AIM: Every line must be returned precisely as it is written.

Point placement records
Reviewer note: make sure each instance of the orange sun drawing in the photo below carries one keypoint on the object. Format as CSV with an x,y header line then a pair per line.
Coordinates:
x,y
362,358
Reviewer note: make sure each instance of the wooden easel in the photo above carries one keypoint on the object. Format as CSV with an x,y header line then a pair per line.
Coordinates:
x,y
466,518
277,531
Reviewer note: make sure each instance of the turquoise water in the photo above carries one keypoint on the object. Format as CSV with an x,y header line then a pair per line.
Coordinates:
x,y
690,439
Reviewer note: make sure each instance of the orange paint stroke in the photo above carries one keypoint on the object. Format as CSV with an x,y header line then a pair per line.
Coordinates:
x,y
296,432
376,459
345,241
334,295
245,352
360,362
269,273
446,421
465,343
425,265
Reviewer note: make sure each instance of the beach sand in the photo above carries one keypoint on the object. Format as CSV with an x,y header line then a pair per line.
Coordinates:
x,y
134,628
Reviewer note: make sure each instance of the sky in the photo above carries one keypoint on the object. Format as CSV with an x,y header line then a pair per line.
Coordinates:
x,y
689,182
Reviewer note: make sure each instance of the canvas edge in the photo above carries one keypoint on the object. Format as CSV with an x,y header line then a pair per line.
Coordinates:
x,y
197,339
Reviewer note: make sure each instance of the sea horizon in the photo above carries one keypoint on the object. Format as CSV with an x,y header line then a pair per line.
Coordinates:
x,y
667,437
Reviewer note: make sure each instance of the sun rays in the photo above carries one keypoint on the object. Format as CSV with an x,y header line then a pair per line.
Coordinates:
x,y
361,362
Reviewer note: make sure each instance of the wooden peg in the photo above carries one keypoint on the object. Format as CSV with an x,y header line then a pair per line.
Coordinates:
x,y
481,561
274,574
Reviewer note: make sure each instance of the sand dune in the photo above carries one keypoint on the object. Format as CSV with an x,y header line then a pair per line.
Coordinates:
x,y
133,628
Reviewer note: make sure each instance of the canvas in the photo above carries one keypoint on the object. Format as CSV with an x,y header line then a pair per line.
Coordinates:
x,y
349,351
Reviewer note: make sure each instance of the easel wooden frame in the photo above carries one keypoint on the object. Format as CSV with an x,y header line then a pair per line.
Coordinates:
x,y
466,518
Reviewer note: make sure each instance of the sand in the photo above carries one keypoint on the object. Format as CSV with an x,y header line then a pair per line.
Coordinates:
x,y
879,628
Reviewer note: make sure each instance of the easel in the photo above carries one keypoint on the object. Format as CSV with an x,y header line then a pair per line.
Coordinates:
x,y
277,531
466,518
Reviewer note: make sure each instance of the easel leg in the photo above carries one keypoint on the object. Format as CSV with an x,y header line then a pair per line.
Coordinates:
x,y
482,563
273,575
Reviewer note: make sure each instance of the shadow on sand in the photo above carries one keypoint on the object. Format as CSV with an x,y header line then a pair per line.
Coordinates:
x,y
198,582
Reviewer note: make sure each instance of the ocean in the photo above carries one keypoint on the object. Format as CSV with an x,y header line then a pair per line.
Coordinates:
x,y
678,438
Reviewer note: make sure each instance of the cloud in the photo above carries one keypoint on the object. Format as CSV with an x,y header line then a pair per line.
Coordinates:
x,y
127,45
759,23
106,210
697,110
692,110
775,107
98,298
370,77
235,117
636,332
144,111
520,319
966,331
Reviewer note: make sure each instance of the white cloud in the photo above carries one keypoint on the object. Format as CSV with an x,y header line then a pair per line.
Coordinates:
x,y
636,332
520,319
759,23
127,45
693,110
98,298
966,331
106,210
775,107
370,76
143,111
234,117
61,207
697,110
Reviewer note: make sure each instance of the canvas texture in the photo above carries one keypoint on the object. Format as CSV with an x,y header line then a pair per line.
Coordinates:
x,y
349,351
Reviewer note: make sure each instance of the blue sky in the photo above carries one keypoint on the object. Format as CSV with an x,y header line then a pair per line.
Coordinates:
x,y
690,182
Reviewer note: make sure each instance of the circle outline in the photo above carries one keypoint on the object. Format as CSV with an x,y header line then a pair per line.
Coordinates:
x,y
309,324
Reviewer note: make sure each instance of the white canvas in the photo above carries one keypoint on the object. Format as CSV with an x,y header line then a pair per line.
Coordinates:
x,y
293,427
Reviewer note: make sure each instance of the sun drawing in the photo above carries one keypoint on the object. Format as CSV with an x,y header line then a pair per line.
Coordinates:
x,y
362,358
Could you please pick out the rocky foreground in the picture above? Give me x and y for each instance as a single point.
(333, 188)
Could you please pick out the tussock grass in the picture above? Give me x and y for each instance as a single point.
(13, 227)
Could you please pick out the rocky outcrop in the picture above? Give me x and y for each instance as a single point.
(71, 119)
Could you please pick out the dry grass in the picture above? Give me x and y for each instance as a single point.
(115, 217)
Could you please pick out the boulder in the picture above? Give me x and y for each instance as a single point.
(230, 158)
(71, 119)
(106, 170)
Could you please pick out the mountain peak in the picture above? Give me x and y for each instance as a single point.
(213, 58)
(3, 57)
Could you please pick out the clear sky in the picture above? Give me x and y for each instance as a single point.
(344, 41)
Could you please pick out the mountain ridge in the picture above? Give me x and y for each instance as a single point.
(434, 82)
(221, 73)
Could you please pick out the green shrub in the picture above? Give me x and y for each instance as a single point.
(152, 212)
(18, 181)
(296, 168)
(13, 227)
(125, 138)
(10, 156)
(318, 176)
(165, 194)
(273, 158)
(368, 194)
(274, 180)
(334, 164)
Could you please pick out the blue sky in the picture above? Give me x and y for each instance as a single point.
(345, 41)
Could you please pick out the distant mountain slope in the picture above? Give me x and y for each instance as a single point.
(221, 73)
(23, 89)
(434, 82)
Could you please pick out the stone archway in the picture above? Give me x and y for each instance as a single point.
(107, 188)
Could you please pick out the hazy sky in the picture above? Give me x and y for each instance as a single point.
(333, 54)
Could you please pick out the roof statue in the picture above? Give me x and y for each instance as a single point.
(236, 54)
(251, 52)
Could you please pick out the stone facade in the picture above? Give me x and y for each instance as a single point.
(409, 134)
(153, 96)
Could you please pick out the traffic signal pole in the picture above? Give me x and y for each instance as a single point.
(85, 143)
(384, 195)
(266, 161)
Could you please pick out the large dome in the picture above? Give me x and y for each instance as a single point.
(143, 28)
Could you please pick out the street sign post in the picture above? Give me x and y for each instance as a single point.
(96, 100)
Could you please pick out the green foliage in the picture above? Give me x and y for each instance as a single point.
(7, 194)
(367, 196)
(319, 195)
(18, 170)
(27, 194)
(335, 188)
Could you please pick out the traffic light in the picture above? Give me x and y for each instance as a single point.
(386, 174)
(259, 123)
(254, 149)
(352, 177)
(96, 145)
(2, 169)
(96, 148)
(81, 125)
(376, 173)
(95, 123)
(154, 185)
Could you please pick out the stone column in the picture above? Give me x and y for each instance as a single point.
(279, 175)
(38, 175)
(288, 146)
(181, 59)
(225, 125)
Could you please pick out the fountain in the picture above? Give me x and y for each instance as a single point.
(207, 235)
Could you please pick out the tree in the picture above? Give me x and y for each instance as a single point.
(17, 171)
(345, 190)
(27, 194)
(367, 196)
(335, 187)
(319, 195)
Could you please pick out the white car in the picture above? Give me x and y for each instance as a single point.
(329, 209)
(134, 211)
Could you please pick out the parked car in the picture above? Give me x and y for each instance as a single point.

EXERCISE OUTPUT:
Reviewer note: make sure each instance of the orange sun drawing in the photo below carries one keypoint on the object. Format as CSV with an x,y header line then a pair per line.
Coordinates:
x,y
362,358
Reviewer note: make sure each instance of the wooden easel in the photo above carries one keypoint on the object. Format as CSV with an x,y header line then a pair per line.
Coordinates:
x,y
466,518
277,531
Reviewer note: make sure each instance of the turquoise water in the photo above carries one keypoint on the object. Format as CSV with an x,y header line then a pair per line.
Coordinates:
x,y
690,439
Reviewer note: make sure each instance of the orange paint stroke in the photo above carries one keypoint on the object. Format as CSV with an x,y header line then a pair per line.
Coordinates:
x,y
296,432
376,459
345,241
334,295
245,352
360,362
269,273
446,421
465,343
425,265
Reviewer note: make sure each instance of the beach sand in the photo above carries one keypoint on the object. Format as CSV with an x,y header line then a pair per line.
Coordinates:
x,y
134,628
Reviewer note: make sure each instance of the sky in the photo above carries one keypoint on the object. Format as CSV with an x,y header line then a pair per line.
Coordinates:
x,y
689,182
Reviewer note: make sure each instance of the canvas edge in the photo above carries one keypoint on the object. Format as CSV with an x,y header line then a pair per line.
Coordinates:
x,y
197,339
Reviewer note: make sure each instance of the sea horizon in the photo above carries one keypoint on the object. Format as CSV with an x,y header line then a pair per line.
Coordinates:
x,y
667,437
Reviewer note: make sure each instance of the sun rays in the photo above carries one keypoint on the object. Format as CSV with an x,y header line then a pair per line.
Coordinates:
x,y
361,362
Reviewer note: make sure each instance of the wooden peg in the photo above carries one keypoint on the object. Format as CSV with an x,y header line then a pair per line.
Coordinates:
x,y
481,561
274,574
Reviewer note: make sure each instance of the sand dune in the photo above carries one keypoint on the object. Format as CSV with an x,y header line then a pair per line.
Coordinates:
x,y
133,628
Reviewer note: make sure each instance of the canvas in the photo above carries one keypoint on the object. Format as CSV with an x,y header line then a pair per line.
Coordinates:
x,y
349,351
Reviewer note: make sure each instance of the easel wooden frame in the photo above carries one keypoint on the object. Format as CSV with an x,y header line then a pair per line.
Coordinates:
x,y
466,518
Reviewer note: make sure each instance of the sand in the photo above carries one keypoint on the object. Format as CSV with an x,y header line then a pair per line.
Coordinates:
x,y
879,628
Reviewer note: make sure each instance of the easel in the photo above carries one keypoint on the object. Format as CSV with an x,y header line then a pair per line.
Coordinates:
x,y
277,531
466,518
Reviewer note: make sure each instance of the easel leg in the photo above carries one keypoint on the object. Format as CSV with an x,y header line then a pair per line.
Coordinates:
x,y
482,563
273,575
Reviewer note: make sure each instance of the shadow on sand in the photo above carries one keypoint on the object. Format as CSV with an x,y header line then a pair per line.
Coordinates:
x,y
198,582
Reviewer note: make sure each instance of the ocean in the photo above carries one keypoint on the object. Format as CSV with an x,y header line then a pair per line.
Coordinates:
x,y
678,438
Reviewer note: make sure each instance of the cloud in the photo above carries one keypoint on the object. Format as CSV with an x,y header line then a pair per line.
Coordinates:
x,y
127,45
759,23
106,210
697,110
692,110
775,107
98,298
370,77
235,117
636,332
144,111
520,319
966,331
Reviewer note: make sure each instance of the white cloud in the photo above carries one keypoint on the object. Format as CSV with an x,y header line then a pair per line.
Coordinates:
x,y
636,332
520,319
759,23
127,45
693,110
98,298
966,331
106,210
775,107
370,76
143,111
234,117
61,207
697,110
Reviewer note: make sure each instance of the canvas texture in the photo above carries one keypoint on the object. Format as CSV with an x,y header line then a pair per line.
Coordinates:
x,y
349,351
Reviewer note: make sure each instance of the blue sky in the photo above carries one keypoint on the object. Format as CSV with an x,y header line then a pair per line.
Coordinates:
x,y
690,182
Reviewer note: make sure each instance of the circle outline in the photo above carries one keypoint on the object. Format as CSV with an x,y header line then a pair per line.
Coordinates:
x,y
309,324
Reviewer note: make sure each instance of the white canvas in the photo above carries one keypoint on the object. Format as CSV with an x,y header line then a pair per line.
Coordinates:
x,y
293,427
Reviewer note: make sure each instance of the sun drawing in the photo above carries one keypoint on the object. Format as CSV with an x,y header line then a pair per line.
Coordinates:
x,y
362,358
Could you please pick out the rocky foreground in the picture above? Give me x and y for each instance as a single point.
(333, 188)
Could you please pick out the tussock grass in the picture above? Give me x and y for each instance as a single point.
(13, 227)
Could you please pick out the rocky outcrop in the picture above? Give me x and y for each instance as a single point.
(71, 119)
Could you please pick out the dry grass in the picture above? Give me x and y for each instance as a single point.
(115, 217)
Could you please pick out the boulder in the picture above? Give me x and y for each instance as a single point.
(230, 158)
(71, 119)
(106, 170)
Could you please pick out the mountain peak in the picture above? Give me x and y for each instance as a single point.
(213, 58)
(3, 57)
Could you please pick out the clear sky in the picture above? Give me x and y for each instance as a single point.
(344, 41)
Could you please pick out the mountain ridge in the picture above? Give me x and y for each instance as a single point.
(434, 82)
(221, 73)
Could you please pick out the green shrub in the picture above? Give me x and y for each instance as a single point.
(152, 212)
(18, 181)
(296, 168)
(13, 227)
(125, 138)
(10, 156)
(318, 176)
(165, 194)
(273, 158)
(368, 194)
(274, 180)
(334, 164)
Could you please pick out the blue sky in the picture above? Give me x and y for each instance as a single point.
(345, 41)
Could you please pick out the distant mountain slope in the picture above? Give me x and y for each instance as a single point.
(221, 73)
(23, 89)
(434, 82)
Could you please pick out the stone archway in the picture above? Give me x and y for each instance as a single point.
(107, 188)
Could you please pick out the hazy sky in the picture above? Give me x and y for each instance as a single point.
(333, 54)
Could you please pick out the roof statue in the picture above? Give me x and y for each instance as a single point.
(236, 54)
(251, 52)
Could you please pick out the stone facade in the picture above? Give me x and y for each instance as a single point.
(409, 134)
(153, 96)
Could you please pick out the traffic signal pole in the picture above? Give me x and y for each instance as a single point.
(85, 143)
(384, 195)
(266, 161)
Could you please pick out the large dome in the picture above? Give me x and y for each instance as a single point.
(143, 28)
Could you please pick out the street sign post in the picture above? Give me x and y for each instance as a single point.
(96, 100)
Could you please pick out the green foliage in the picture above? Give me x and y for each instance as a single point.
(7, 194)
(367, 196)
(319, 195)
(18, 170)
(27, 194)
(335, 188)
Could you please pick out the traffic light in the picture above? Give me x and y for each instance as a single point.
(386, 174)
(259, 123)
(254, 149)
(352, 177)
(96, 145)
(2, 169)
(96, 148)
(81, 125)
(376, 173)
(95, 123)
(154, 185)
Could you please pick out the stone column in the picture above? Give me x and y for each instance as a single point.
(279, 175)
(38, 175)
(288, 146)
(181, 59)
(225, 125)
Could you please pick out the fountain in the picture above? Give me x and y for each instance as a single point.
(207, 235)
Could you please pick out the tree in the picture above? Give me x and y for each instance as a single point.
(17, 171)
(345, 190)
(27, 194)
(367, 196)
(335, 187)
(319, 195)
Could you please pick out the white car in the picture above? Give me x and y for each instance as a single point.
(329, 209)
(134, 211)
Could you please pick out the parked car in the picture above? Give me x and y for each instance as a single point.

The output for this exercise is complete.